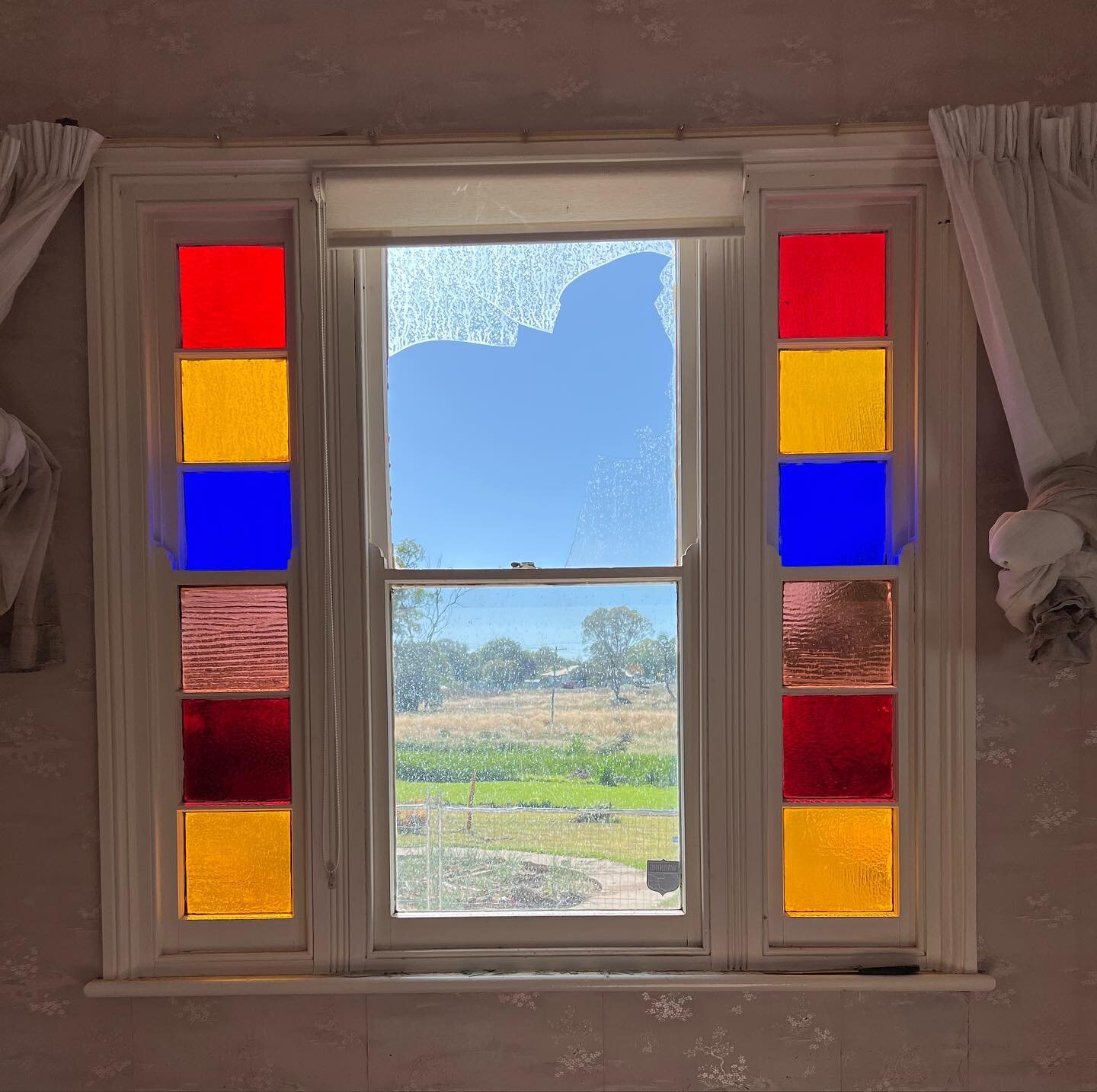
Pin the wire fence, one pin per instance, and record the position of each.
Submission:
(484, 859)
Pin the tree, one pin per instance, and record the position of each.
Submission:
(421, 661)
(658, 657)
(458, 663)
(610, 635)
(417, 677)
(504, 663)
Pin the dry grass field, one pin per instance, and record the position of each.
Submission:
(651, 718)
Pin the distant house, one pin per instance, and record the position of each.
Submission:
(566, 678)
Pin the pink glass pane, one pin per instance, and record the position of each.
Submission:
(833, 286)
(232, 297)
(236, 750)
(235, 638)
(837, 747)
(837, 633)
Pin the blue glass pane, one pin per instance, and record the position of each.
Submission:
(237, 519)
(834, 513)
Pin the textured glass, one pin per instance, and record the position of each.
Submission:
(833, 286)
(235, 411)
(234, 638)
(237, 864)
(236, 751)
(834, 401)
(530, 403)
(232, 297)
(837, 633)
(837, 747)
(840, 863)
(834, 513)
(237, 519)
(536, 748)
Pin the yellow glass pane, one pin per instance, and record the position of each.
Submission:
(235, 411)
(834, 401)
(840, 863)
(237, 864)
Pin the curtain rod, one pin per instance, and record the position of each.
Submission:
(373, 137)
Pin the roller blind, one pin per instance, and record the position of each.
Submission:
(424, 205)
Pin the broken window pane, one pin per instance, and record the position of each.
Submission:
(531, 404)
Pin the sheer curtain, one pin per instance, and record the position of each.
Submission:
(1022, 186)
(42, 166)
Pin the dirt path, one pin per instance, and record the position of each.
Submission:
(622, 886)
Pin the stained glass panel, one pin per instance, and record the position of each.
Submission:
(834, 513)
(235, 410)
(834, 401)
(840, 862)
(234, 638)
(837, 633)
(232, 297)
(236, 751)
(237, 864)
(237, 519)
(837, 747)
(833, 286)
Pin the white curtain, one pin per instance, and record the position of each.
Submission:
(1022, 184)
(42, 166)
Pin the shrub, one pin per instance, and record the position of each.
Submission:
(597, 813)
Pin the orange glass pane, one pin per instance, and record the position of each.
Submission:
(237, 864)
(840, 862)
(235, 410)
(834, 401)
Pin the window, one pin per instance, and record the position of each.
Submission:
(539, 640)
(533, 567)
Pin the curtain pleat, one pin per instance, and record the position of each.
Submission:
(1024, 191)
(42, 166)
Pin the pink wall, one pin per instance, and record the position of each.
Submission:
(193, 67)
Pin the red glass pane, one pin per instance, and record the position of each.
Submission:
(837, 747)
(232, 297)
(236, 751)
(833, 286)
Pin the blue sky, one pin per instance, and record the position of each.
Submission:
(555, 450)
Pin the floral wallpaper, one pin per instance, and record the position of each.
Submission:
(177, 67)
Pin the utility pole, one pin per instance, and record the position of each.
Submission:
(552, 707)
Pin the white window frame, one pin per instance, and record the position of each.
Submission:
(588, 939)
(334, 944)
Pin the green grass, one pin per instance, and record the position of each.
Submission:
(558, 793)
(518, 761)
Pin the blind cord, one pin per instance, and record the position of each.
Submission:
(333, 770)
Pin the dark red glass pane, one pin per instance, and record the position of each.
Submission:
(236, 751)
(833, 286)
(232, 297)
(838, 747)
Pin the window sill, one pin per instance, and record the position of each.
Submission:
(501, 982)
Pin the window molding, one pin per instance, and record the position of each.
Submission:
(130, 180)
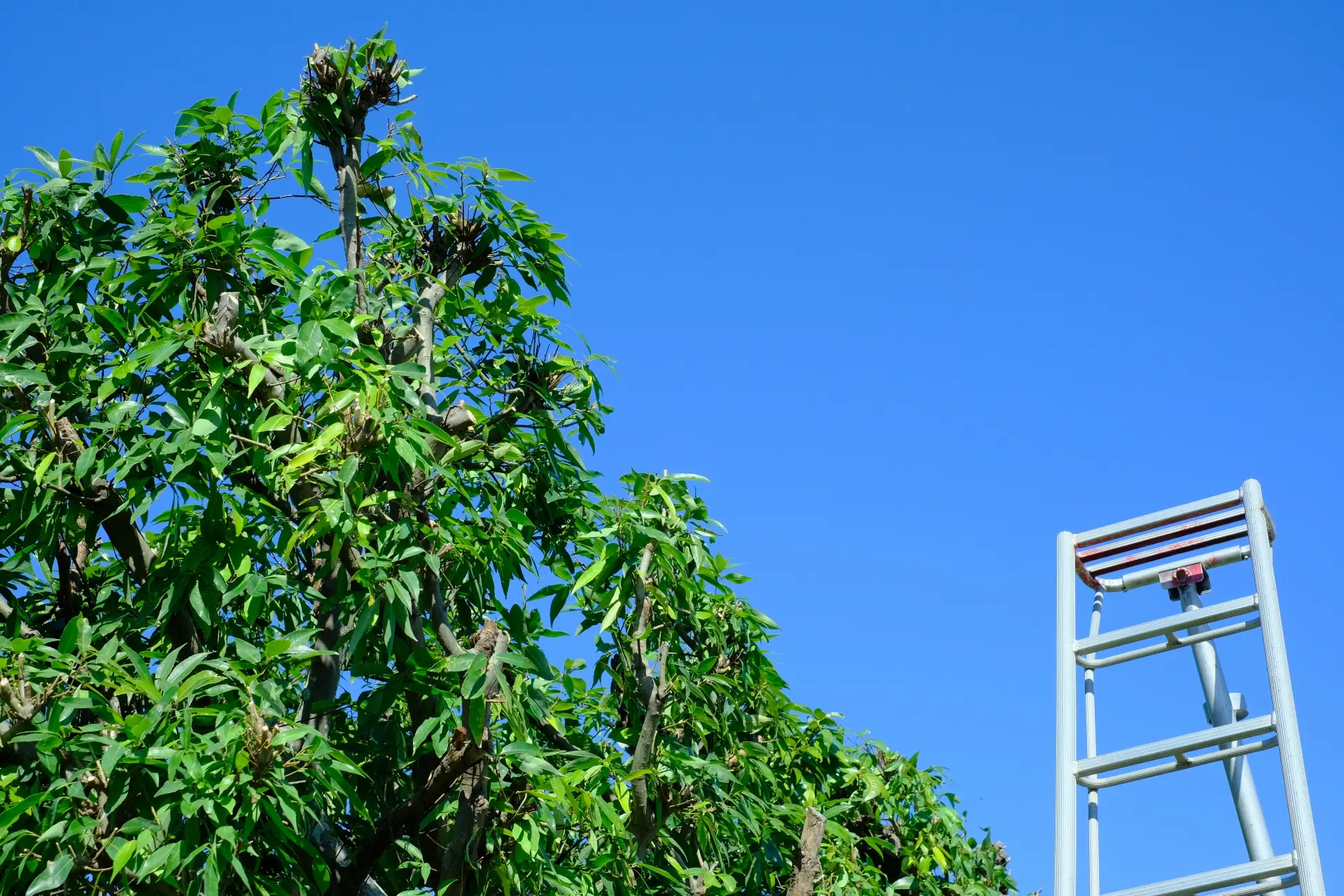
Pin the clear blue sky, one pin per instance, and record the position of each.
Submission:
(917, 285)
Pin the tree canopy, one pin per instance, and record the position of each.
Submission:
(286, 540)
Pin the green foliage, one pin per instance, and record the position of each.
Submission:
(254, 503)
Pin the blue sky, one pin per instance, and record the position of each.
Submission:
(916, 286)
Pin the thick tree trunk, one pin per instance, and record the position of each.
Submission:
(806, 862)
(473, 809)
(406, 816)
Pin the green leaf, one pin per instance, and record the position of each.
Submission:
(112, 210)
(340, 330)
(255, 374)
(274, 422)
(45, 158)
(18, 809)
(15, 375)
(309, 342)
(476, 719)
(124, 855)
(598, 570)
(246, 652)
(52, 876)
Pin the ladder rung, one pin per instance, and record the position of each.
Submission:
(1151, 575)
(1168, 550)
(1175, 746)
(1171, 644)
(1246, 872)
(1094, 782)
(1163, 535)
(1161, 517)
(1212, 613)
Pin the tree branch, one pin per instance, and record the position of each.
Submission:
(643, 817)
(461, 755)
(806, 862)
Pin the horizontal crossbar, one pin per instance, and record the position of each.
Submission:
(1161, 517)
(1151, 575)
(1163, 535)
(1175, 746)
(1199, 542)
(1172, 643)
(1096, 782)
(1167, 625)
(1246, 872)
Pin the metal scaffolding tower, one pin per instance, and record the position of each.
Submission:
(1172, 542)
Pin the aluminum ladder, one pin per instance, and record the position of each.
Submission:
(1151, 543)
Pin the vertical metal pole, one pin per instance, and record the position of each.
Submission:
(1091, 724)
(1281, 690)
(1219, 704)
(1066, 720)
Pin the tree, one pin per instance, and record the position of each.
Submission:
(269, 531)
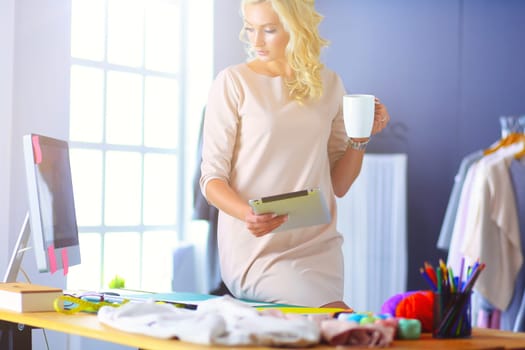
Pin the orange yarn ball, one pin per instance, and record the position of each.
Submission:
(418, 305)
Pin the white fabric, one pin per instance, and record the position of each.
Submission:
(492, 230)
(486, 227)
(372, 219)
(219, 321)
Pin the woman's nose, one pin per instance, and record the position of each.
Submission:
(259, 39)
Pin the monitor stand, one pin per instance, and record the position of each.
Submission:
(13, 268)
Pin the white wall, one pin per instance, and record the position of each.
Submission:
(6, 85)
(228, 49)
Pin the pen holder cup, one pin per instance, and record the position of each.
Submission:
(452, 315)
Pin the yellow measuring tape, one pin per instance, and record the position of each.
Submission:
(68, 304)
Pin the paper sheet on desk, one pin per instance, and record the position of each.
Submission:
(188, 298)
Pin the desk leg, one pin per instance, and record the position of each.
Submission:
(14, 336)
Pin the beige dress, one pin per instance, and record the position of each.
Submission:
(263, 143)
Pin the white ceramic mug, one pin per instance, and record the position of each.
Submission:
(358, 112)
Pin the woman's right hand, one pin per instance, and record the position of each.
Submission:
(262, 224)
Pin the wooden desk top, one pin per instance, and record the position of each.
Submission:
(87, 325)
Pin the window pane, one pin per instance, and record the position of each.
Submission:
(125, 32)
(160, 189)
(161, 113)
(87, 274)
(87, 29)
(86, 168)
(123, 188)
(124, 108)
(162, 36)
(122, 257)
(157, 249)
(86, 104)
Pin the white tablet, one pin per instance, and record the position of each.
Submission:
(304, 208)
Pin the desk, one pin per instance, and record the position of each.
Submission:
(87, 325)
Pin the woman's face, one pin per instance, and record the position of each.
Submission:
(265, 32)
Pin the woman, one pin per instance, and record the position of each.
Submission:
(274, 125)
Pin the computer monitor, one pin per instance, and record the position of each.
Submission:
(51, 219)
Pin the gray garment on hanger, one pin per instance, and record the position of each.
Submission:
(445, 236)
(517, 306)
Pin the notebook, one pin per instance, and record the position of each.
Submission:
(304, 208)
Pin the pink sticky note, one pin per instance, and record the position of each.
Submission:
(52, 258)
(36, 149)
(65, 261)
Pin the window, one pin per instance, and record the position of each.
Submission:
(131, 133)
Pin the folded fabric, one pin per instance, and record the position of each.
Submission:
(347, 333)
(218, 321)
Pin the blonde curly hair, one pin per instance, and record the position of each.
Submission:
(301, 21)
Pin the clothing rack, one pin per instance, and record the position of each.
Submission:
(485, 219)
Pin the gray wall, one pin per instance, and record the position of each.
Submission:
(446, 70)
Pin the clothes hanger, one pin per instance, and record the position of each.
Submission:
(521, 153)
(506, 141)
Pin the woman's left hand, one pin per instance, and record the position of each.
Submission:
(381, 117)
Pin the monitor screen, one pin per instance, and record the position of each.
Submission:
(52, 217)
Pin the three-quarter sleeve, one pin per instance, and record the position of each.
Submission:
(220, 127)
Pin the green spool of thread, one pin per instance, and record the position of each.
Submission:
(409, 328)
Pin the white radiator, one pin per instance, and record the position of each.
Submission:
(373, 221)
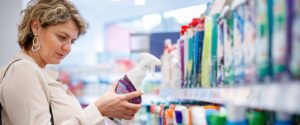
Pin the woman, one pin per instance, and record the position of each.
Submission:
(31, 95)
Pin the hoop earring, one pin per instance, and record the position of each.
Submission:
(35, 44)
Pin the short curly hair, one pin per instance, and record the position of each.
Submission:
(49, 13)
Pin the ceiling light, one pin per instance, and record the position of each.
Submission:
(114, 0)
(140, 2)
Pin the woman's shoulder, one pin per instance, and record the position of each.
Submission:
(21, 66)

───

Your task:
Please reproduce exactly the lines in the listing above from the one containing "Pin the clear" through the one containing "Pin the metal", both included, and nothing more.

Your solution:
Pin the clear blue sky, one pin per instance, and record the position of each.
Submission:
(917, 285)
Pin the tree canopy, one pin per instance, and record the position of each.
Submission:
(286, 540)
Pin the green foliage, one pin per instance, and record the position of each.
Submission:
(254, 503)
Pin the blue sky, one pin per instance, and record the position of each.
Submission:
(916, 286)
Pin the thick tree trunk, one pin per instance, and record the position of each.
Submission:
(806, 862)
(473, 809)
(406, 816)
Pin the green leaf, one pin per instance, and record the position of each.
Submission:
(112, 210)
(340, 330)
(255, 374)
(274, 422)
(45, 158)
(18, 809)
(15, 375)
(309, 342)
(476, 719)
(124, 855)
(598, 570)
(246, 652)
(52, 876)
Pin the ladder rung, one pin per instance, and record the position of each.
Submission:
(1151, 575)
(1168, 550)
(1175, 746)
(1171, 644)
(1246, 872)
(1094, 782)
(1163, 535)
(1161, 517)
(1212, 613)
Pin the tree branch, one pin per instance, and record the position of each.
Submission:
(643, 817)
(461, 755)
(806, 862)
Pin the horizontal crossbar, one pin per instance, and record the position of each.
Submission:
(1161, 517)
(1151, 575)
(1163, 535)
(1175, 746)
(1199, 542)
(1172, 643)
(1096, 782)
(1167, 625)
(1246, 872)
Pin the metal scaffolding tower, one pin per instance, and record the position of each.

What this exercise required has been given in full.